┏━━

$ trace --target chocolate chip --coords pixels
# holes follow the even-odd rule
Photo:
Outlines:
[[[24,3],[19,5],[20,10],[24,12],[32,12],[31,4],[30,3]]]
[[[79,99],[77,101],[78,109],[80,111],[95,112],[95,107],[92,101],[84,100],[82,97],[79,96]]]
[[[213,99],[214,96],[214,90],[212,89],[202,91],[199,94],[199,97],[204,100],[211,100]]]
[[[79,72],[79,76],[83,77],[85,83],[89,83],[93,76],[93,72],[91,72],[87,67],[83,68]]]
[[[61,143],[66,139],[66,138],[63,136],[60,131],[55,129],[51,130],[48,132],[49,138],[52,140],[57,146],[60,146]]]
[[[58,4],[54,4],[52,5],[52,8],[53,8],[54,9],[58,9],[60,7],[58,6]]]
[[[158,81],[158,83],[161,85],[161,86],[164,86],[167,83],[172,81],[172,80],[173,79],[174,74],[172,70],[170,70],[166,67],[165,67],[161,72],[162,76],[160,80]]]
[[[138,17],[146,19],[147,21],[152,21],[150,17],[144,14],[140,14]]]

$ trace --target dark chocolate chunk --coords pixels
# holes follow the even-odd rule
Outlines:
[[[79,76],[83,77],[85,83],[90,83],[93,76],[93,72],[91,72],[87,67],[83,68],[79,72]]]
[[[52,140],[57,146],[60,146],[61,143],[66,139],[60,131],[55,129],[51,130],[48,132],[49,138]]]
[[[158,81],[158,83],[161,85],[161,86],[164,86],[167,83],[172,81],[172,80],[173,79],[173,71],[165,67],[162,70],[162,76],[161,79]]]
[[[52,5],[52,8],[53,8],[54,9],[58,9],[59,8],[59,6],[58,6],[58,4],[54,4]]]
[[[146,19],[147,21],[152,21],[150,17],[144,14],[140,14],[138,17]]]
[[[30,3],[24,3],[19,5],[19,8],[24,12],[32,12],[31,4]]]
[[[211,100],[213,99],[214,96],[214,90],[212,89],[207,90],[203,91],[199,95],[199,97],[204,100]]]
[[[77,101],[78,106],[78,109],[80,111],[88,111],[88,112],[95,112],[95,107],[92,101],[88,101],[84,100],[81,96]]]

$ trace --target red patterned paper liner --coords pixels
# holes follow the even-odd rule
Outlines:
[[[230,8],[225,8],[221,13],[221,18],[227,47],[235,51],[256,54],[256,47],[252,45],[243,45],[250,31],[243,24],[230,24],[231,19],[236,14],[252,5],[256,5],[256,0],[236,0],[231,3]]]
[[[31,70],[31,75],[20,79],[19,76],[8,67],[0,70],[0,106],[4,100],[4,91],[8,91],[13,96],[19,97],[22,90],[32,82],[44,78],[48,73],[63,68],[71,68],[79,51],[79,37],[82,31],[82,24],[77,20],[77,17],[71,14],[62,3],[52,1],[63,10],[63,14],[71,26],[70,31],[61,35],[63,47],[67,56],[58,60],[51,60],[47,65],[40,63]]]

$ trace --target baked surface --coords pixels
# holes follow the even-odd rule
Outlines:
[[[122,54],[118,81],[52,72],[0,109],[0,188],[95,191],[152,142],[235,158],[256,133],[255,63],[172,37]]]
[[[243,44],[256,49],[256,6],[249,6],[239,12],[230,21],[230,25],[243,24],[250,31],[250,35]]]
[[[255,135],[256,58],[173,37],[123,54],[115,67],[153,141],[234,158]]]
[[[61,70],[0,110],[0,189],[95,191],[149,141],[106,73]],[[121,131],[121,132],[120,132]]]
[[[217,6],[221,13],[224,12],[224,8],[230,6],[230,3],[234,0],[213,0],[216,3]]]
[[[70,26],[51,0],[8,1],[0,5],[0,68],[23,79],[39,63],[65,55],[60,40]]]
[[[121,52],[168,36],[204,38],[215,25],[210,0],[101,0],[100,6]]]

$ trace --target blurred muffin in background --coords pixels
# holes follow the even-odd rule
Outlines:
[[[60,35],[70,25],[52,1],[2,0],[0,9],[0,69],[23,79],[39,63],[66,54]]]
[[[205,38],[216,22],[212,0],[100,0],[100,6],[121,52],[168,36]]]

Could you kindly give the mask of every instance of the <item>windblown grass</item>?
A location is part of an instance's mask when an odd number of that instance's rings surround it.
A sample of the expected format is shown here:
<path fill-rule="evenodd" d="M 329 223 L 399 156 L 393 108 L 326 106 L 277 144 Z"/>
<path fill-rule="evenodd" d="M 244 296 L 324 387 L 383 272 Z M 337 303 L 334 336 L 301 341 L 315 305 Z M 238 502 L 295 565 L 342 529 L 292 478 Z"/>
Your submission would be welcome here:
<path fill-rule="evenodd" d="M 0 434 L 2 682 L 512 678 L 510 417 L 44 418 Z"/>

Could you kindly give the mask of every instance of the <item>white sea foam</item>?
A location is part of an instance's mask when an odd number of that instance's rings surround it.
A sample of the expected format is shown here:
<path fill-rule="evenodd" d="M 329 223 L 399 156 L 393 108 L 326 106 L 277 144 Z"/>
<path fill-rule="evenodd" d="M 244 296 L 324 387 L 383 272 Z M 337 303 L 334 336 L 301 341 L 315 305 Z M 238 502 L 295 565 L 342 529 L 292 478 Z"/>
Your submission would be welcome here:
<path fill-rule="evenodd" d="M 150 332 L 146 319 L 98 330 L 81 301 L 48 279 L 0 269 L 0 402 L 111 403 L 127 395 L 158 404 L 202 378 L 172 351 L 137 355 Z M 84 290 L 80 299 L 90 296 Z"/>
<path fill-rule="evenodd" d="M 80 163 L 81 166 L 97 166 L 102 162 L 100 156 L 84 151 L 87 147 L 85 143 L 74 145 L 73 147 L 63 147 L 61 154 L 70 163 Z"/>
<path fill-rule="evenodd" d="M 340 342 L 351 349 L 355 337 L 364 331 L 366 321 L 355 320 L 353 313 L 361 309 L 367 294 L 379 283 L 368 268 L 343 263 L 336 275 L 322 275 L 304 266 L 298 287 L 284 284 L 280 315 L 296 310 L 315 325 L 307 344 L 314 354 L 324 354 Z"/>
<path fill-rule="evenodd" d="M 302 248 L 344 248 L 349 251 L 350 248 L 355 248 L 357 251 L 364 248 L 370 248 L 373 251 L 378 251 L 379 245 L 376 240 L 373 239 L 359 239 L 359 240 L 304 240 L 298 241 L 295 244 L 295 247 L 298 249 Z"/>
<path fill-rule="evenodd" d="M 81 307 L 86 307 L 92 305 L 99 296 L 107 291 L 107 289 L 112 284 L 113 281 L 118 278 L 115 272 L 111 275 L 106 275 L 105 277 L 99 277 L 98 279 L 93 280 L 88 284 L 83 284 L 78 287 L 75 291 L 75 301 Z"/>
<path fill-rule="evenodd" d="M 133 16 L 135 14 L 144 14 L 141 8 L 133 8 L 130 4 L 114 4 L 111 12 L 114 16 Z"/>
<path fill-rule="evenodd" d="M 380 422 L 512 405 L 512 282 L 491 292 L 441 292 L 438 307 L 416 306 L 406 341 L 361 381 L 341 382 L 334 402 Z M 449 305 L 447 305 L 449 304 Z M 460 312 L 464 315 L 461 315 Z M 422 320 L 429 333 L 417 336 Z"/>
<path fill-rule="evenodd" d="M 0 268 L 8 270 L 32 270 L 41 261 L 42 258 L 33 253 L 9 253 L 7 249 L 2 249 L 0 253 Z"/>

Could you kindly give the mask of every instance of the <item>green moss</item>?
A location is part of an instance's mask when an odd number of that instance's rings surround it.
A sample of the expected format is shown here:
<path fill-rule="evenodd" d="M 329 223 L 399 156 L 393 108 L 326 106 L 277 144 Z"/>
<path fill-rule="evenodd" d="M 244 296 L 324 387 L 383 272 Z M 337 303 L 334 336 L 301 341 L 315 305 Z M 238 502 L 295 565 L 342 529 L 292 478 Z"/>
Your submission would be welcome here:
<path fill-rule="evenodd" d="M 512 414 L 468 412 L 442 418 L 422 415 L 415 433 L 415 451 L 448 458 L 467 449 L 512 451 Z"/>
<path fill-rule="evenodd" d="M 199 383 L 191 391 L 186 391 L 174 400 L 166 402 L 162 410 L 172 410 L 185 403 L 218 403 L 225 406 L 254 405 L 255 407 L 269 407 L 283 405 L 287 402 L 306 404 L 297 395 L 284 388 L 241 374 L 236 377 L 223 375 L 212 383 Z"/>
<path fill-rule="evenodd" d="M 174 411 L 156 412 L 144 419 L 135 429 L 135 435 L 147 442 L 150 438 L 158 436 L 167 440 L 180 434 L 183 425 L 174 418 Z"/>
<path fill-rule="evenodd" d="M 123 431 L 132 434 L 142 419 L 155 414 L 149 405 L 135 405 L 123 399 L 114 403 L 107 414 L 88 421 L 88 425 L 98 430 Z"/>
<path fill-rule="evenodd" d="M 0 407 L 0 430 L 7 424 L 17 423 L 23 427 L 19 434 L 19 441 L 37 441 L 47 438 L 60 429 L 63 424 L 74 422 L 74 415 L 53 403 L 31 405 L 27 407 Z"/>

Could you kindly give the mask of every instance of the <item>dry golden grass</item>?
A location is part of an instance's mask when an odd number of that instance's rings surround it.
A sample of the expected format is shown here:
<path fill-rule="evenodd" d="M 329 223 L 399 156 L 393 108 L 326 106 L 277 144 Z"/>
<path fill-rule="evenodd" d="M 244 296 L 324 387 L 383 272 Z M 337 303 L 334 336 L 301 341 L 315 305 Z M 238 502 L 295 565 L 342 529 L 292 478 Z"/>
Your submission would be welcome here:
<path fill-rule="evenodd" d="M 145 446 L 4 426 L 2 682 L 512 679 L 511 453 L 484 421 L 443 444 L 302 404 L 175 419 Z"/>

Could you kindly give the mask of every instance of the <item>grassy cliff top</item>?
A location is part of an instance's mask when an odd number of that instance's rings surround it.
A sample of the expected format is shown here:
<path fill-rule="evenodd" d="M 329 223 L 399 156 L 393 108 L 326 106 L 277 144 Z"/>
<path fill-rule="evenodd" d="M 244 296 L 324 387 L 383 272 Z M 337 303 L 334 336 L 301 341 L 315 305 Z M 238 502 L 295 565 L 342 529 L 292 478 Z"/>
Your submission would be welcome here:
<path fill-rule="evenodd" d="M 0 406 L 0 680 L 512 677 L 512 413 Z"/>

┗━━
┏━━

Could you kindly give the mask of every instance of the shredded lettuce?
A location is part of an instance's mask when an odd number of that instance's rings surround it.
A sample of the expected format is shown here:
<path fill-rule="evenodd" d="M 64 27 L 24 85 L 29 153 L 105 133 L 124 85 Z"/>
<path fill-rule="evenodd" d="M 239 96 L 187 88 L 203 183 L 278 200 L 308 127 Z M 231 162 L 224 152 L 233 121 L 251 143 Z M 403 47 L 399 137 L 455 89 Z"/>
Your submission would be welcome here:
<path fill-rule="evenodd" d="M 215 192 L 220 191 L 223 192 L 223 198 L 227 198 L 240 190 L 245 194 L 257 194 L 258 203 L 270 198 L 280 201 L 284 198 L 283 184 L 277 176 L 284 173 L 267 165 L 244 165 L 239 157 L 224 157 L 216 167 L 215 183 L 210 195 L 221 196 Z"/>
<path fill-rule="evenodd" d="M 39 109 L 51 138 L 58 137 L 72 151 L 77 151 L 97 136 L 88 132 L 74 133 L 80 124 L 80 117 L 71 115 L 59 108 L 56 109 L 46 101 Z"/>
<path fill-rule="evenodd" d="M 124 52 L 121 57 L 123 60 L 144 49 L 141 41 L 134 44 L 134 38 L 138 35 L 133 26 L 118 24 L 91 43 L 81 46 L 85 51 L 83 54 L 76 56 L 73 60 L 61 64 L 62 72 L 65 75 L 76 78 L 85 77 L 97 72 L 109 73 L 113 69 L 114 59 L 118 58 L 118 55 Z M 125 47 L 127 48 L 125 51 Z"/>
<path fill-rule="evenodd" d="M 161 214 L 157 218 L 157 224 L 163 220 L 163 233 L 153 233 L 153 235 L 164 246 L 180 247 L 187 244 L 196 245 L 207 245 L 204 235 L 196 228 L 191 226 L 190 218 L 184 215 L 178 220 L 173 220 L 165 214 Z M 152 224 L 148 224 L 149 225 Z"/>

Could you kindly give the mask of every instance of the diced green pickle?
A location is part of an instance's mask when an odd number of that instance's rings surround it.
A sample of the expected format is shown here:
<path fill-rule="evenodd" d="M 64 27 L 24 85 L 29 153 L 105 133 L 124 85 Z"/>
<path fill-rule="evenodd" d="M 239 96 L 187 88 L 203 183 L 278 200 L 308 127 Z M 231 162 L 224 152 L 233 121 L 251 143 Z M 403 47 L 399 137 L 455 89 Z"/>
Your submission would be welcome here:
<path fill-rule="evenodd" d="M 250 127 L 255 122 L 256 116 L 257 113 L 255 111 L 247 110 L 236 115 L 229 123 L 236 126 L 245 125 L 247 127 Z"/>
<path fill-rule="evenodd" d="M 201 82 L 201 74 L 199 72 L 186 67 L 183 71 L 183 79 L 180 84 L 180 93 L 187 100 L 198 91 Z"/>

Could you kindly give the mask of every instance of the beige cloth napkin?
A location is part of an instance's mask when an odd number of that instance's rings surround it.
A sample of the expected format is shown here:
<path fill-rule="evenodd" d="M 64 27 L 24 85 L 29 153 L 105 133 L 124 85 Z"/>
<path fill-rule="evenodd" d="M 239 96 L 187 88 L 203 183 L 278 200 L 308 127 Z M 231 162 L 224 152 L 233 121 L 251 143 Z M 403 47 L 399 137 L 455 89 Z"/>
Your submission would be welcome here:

┗━━
┏━━

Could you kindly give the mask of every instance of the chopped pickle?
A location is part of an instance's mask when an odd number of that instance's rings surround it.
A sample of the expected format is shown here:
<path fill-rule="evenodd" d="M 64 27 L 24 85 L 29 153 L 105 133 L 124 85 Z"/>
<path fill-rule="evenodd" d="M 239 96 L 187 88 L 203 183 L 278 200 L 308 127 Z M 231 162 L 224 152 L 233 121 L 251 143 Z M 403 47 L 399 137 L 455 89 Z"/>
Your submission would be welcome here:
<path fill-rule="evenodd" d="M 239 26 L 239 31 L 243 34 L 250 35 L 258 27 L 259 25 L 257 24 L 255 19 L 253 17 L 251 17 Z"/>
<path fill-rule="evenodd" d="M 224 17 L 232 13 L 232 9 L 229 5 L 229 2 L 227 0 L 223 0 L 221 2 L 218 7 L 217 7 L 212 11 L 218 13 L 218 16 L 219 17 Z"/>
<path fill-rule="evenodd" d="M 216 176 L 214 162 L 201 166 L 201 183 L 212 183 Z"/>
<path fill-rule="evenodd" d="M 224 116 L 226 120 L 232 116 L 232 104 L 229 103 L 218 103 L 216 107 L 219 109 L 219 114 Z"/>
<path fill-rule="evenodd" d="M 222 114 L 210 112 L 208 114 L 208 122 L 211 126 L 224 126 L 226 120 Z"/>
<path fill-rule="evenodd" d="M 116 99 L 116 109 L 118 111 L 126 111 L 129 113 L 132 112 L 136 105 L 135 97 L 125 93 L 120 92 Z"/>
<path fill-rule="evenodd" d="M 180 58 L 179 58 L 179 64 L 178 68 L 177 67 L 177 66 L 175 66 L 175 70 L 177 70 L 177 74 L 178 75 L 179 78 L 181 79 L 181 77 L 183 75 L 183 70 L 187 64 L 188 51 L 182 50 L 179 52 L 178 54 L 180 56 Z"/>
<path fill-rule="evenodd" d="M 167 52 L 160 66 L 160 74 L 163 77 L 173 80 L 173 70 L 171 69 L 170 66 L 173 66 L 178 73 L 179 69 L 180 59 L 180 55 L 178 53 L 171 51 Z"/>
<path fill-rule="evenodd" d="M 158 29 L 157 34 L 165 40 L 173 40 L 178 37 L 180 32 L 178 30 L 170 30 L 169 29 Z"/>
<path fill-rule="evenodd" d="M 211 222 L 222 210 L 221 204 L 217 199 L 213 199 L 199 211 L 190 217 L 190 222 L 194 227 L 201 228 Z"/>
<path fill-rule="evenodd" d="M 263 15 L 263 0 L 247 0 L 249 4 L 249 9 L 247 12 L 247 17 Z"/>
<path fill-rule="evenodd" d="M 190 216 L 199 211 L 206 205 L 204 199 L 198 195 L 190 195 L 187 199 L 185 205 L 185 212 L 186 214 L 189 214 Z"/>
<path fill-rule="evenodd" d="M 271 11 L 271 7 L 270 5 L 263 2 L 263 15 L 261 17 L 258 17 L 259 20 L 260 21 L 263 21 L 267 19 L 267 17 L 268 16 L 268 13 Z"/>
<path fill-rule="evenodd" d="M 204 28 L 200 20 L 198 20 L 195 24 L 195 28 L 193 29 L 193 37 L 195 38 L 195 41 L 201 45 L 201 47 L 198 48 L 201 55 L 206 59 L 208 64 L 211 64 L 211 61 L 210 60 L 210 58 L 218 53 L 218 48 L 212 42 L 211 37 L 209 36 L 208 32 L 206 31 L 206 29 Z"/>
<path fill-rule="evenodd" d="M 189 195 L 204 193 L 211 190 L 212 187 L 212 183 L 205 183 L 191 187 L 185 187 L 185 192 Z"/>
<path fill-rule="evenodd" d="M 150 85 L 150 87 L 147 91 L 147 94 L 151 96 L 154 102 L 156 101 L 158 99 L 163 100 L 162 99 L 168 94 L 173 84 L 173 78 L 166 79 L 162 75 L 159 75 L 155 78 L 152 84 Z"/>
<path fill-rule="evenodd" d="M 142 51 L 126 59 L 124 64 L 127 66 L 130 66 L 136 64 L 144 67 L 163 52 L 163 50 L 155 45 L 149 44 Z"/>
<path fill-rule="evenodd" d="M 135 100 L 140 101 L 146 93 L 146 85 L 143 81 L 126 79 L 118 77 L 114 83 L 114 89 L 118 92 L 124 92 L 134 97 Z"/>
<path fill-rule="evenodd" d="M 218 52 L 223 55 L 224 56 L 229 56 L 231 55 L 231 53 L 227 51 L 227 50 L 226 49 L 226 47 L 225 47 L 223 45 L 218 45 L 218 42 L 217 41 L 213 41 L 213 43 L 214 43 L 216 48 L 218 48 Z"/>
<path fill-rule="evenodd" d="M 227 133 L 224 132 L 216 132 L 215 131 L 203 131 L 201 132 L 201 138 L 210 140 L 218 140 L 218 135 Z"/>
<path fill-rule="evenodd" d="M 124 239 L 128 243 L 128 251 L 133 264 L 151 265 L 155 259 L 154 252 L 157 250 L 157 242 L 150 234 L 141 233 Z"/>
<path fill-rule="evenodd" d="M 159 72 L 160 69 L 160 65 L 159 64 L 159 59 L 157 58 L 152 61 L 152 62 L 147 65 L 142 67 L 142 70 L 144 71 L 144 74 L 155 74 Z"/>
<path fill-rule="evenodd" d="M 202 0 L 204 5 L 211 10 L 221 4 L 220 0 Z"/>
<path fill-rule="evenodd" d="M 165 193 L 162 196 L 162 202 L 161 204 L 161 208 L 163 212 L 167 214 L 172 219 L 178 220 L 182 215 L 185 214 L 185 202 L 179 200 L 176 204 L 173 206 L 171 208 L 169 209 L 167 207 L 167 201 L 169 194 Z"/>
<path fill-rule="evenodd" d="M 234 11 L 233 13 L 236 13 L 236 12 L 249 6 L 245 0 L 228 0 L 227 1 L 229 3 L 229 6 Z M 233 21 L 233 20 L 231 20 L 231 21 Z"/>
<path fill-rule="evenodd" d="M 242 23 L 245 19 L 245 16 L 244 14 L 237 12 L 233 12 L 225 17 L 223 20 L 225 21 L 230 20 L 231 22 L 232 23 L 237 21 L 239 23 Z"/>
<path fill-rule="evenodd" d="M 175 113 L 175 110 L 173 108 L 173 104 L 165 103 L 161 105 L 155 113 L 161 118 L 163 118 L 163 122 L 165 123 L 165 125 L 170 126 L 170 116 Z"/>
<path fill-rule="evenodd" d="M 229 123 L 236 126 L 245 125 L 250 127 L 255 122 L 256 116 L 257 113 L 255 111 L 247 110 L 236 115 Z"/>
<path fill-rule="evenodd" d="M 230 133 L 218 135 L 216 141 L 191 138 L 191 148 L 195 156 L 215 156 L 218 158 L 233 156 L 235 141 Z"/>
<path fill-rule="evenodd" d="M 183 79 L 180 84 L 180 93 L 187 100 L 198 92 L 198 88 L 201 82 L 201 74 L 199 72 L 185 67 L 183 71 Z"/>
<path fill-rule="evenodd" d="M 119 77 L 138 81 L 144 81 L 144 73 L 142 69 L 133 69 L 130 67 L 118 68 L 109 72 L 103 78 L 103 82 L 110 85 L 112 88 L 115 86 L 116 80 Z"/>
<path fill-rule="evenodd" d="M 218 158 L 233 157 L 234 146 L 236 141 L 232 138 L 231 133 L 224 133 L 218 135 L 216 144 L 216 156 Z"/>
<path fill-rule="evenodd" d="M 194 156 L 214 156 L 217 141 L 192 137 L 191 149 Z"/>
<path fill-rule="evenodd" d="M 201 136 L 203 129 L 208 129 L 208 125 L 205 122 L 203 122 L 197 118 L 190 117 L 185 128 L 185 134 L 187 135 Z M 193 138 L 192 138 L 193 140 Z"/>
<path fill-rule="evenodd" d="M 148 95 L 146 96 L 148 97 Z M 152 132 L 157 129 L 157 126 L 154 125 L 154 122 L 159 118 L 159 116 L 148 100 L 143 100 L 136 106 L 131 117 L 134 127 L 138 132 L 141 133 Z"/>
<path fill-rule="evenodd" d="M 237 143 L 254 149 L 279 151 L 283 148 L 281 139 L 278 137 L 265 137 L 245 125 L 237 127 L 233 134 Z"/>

┗━━

Set task :: Reproduce the lines from the one containing "<item>grassy cliff top</item>?" through the one containing "406 L 0 680", replacing "sample" with "example" and keeping everything else the same.

Finished task ::
Could you kindly give the mask of every instance of the <item>grassy cliff top</item>?
A location is part of an instance's mask when an odd number of that instance's rings surround it.
A example of the expected format is shown here:
<path fill-rule="evenodd" d="M 329 223 L 399 156 L 393 108 L 326 106 L 277 144 Z"/>
<path fill-rule="evenodd" d="M 244 296 L 324 387 L 383 272 Z M 337 303 L 334 336 L 301 341 L 315 305 Z M 238 502 L 295 565 L 342 529 L 292 478 Z"/>
Your submission would be welcome here:
<path fill-rule="evenodd" d="M 0 406 L 0 680 L 512 677 L 512 413 Z"/>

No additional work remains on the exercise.